:: EXCERTO DO TEXTO
Ontem apresentei o livro A Baleia que Engoliu Um Espanhol na Atouguia da Baleia, terra dos meus avós e cenário de algumas das histórias que engendrei. É um texto muito pessoal e que fará mais sentido para quem lá esteve, mas deixo-o aqui mesmo assim.
Devo agradecer em primeiro lugar ao presidente da Junta, Afonso Clara, que me convidou para aqui vir falar a esta que é também, de forma muito particular, a minha terra. Já explico que isto quer dizer. Depois, à Sociedade Filarmónica 1.º de Dezembro de 1902, que me recebe neste espaço onde me lembro de vir algumas vezes com o meu avô Manel assistir a conferências e espectáculos. Agradeço ainda à Ângela Malheiros, que pela segunda vez em menos de um mês vem falar um pouco sobre estes livros.
Bem, disse a minha terra. Será isto um abuso? Afinal, nasci e cresci em Peniche e, depois, fui estudar para Lisboa, donde ainda não saí. Mas a verdade é que, durante a minha infância, as casas dos meus avós eram na Atouguia.
Era cá que vivia a minha avó Leonor e o meu avô Faustino, ali no Bairro do Capitão. Lembro-me do sótão onde estavam os quartos das crianças — que já tinham saído de casa há muito tempo —, recantos escondidos atrás de móveis, livros nas estantes… E lembro-me das refeições com os meus irmãos e primos, belos exemplos de caos feliz, aos gritos e aos pulos, enquanto os meus pais, os meus avós e os meus tios conversavam à mesa.
Lá atrás, no quintal, tantas horas brinquei — e naquela sala via televisão e, claro, lia muito. Foi na rua à frente dessa casa que os pais e tios me tentaram ensinar a andar de bicicleta. Lembro-me duma noite em que um dos meus tios — já não me lembro qual — largou o selim e dei umas belas pedaladas. Não caí — durante alguns segundos!
::::
EXERCÍCIO PROPOSTO 1
Traduz para inglês esta frase do excerto: "Mas a verdade é que, durante a minha infância, as casas dos meus avós eram na Atouguia."
EXERCÍCIO PROPOSTO 2
No excerto, reescreve em forma de lista o parágrafo que começa por "Devo agradecer em primeiro lugar", sem perder os agradecimentos nem quem os recebe.
EXERCÍCIO PROPOSTO 3
Prossegue o excerto sobre as memórias de infância na Atouguia da Baleia, começando depois da última frase.
O material abaixo não tem relação com o excerto.
:: LISTA DE REGISTOS
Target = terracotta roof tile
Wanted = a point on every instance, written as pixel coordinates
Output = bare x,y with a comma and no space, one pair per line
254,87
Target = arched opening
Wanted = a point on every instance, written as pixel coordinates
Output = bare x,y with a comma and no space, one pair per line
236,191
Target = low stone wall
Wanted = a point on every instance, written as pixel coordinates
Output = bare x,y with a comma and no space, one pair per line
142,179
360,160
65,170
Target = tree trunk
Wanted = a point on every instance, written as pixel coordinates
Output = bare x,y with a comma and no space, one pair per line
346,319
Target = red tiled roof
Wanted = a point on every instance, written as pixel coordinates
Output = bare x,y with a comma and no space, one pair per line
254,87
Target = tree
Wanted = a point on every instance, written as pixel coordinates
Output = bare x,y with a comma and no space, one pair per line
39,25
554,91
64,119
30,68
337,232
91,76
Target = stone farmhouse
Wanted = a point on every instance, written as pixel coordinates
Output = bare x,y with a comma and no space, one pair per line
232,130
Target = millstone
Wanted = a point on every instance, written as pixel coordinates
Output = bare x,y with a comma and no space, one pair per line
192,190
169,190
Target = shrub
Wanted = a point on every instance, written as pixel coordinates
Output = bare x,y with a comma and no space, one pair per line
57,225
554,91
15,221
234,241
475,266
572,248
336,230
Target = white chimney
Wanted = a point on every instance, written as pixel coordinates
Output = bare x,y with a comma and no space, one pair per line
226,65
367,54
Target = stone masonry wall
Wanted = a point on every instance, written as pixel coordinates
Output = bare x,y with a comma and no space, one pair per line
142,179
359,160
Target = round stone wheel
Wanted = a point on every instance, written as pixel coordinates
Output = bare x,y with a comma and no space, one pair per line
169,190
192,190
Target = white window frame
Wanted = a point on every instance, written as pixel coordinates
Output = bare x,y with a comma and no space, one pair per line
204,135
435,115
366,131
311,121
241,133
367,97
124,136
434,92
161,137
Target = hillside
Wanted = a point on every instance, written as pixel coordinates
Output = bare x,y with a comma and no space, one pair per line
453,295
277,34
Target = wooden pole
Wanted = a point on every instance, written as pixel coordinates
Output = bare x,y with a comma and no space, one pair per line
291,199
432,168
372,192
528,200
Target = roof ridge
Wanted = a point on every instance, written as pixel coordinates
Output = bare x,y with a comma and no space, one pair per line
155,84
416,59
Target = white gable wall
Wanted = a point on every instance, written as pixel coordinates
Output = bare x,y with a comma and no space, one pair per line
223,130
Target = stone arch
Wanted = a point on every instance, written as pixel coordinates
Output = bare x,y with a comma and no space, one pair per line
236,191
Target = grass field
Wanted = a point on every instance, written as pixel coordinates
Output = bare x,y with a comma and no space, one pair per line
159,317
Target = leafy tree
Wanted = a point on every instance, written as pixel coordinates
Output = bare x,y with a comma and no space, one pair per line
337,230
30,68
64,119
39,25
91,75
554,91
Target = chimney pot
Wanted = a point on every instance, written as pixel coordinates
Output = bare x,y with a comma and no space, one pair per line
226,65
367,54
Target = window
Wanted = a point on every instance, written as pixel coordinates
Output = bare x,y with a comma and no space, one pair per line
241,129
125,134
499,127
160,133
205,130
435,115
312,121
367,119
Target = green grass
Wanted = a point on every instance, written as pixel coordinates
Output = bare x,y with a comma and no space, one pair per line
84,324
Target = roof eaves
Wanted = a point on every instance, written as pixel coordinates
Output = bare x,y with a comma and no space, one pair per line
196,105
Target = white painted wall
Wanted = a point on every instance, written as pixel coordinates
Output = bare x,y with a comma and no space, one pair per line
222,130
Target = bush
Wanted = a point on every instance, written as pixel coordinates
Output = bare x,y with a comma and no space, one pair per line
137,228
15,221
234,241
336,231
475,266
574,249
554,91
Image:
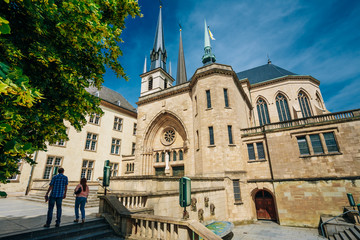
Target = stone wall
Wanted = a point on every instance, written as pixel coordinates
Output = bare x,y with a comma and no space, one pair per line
300,203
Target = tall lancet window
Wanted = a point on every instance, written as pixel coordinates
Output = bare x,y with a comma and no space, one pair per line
304,104
150,83
262,112
283,108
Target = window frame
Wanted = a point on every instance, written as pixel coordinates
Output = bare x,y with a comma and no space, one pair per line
226,98
208,99
230,135
53,165
118,121
91,141
133,148
211,136
87,168
305,105
114,145
263,112
94,119
150,84
282,106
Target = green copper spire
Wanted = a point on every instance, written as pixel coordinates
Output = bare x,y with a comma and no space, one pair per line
208,56
158,54
181,69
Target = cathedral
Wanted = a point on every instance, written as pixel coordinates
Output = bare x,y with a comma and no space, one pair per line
257,144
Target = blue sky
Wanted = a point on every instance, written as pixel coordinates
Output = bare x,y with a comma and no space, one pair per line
317,38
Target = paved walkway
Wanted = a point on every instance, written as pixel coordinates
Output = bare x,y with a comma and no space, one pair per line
267,230
21,215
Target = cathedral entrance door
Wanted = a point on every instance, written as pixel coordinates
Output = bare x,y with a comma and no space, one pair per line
265,206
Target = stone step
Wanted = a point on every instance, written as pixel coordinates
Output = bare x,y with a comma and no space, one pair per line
72,197
93,229
66,202
355,232
350,235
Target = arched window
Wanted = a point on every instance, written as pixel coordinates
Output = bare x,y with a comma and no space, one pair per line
181,157
150,83
304,104
283,108
318,100
262,112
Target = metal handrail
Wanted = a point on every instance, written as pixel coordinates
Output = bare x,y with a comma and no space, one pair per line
100,183
322,225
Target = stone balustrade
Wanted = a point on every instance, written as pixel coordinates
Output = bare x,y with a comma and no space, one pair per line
326,118
145,226
133,201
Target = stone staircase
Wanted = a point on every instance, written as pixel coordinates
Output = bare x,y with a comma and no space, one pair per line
352,233
69,201
342,228
94,229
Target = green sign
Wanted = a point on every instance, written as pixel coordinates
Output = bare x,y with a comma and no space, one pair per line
351,199
185,191
106,178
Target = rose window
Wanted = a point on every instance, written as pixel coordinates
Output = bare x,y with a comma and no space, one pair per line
168,136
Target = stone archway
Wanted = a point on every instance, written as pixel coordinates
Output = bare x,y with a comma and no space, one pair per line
265,205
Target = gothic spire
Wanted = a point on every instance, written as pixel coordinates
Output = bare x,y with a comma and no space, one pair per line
208,56
158,54
145,68
170,72
181,69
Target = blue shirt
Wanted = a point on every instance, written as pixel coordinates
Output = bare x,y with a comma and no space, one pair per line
58,182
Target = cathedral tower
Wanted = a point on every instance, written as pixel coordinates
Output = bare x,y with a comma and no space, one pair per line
157,78
208,57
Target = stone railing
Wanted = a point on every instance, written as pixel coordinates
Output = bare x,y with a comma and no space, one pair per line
132,201
332,117
145,226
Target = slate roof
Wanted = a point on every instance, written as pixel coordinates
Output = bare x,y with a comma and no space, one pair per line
263,73
111,96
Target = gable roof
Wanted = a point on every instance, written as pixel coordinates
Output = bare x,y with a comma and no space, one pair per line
263,73
111,96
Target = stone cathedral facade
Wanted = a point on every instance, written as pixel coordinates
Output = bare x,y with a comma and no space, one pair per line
257,144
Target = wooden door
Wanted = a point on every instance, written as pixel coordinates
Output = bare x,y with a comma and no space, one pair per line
265,207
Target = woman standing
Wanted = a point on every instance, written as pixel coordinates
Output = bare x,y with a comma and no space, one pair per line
81,199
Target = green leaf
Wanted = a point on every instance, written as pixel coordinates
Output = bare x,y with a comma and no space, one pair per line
6,127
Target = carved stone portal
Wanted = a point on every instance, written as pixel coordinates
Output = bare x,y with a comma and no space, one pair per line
201,215
212,209
206,200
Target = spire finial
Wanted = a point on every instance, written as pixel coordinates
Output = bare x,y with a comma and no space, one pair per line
181,68
208,56
158,54
269,61
170,72
145,67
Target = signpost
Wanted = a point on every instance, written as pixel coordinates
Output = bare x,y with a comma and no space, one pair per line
106,177
185,194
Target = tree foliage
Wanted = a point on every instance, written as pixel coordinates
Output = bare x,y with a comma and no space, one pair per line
50,51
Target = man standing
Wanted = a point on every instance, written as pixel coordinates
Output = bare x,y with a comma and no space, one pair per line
58,188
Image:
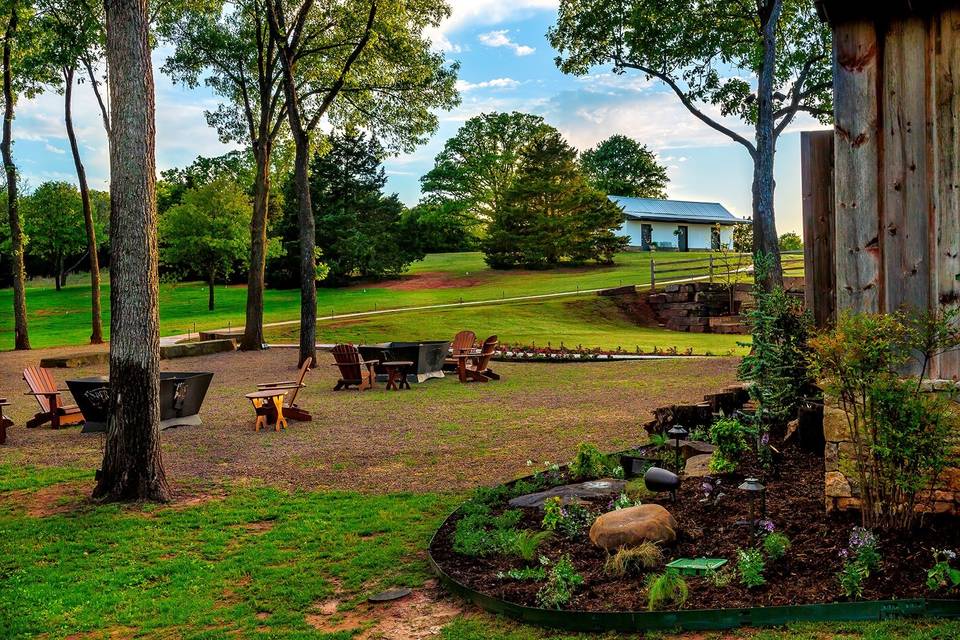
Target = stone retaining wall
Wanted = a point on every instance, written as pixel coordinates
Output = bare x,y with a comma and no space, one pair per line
841,491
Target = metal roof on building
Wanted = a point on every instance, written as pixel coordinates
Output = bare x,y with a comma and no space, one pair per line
674,210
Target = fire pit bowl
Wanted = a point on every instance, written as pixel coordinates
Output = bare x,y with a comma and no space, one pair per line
427,357
181,395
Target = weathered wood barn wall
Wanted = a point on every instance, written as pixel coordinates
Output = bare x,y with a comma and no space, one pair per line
897,156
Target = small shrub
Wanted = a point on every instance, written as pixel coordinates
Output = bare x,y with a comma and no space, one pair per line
561,584
943,575
666,589
630,559
525,543
750,566
776,545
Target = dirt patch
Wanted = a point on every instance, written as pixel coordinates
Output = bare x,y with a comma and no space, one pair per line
418,616
434,280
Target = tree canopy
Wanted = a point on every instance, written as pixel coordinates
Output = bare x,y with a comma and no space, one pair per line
621,166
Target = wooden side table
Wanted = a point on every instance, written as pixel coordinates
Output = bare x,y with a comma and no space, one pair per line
265,402
397,374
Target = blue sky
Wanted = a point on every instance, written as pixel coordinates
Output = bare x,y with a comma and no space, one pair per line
506,64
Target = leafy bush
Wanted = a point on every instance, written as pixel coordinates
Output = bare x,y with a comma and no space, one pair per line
899,433
778,363
776,545
666,589
561,584
630,559
943,575
524,544
750,566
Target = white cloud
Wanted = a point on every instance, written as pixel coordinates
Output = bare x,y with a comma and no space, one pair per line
501,39
496,83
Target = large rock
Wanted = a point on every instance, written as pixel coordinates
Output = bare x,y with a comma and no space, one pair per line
604,488
633,526
698,466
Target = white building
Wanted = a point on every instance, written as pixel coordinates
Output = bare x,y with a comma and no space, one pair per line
675,225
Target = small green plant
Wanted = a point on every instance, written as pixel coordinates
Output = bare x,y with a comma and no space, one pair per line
630,559
524,544
570,520
776,545
666,589
750,566
561,584
943,576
::::
RESULTADO 1
But the truth is that, during my childhood, my grandparents' houses were in Atouguia.

RESULTADO 2
- Ao presidente da Junta, Afonso Clara, pelo convite para vir falar a esta terra, que é também a minha.
- À Sociedade Filarmónica 1.º de Dezembro de 1902, pela receção no espaço onde eu ia algumas vezes com o meu avô Manel assistir a conferências e espectáculos.
- À Ângela Malheiros, que pela segunda vez em menos de um mês vem falar sobre estes livros.

RESULTADO 3
A Atouguia era também a terra da minha avó Gisela e do meu avô Manel. Foi lá que comecei a ler, devorando num certo Verão a colecção inteira de Os Cinco. Enquanto os meus avós atendiam quem passava na papelaria que havia numa das divisões da casa, quantas tardes não passei a ler na sala, tomando emprestadas as bandas desenhadas, os jornais e os livros da papelaria. Sentia-me, então, parte desta terra como nunca, tal como continuei a sentir-me quando ali passei largas temporadas depois do dia em que tudo mudou naquela casa.
Também me lembro muito bem da antiga loja do meu avô, no Largo de São Leonardo, loja que tem para mim o sabor de histórias muito antigas, da velha infância quase perdida… Ali mesmo ao lado, a Igreja de São Leonardo, onde está um osso gigante que acicatava a minha mente infantil, a imaginar monstros marinhos e histórias de encantar ou de assustar.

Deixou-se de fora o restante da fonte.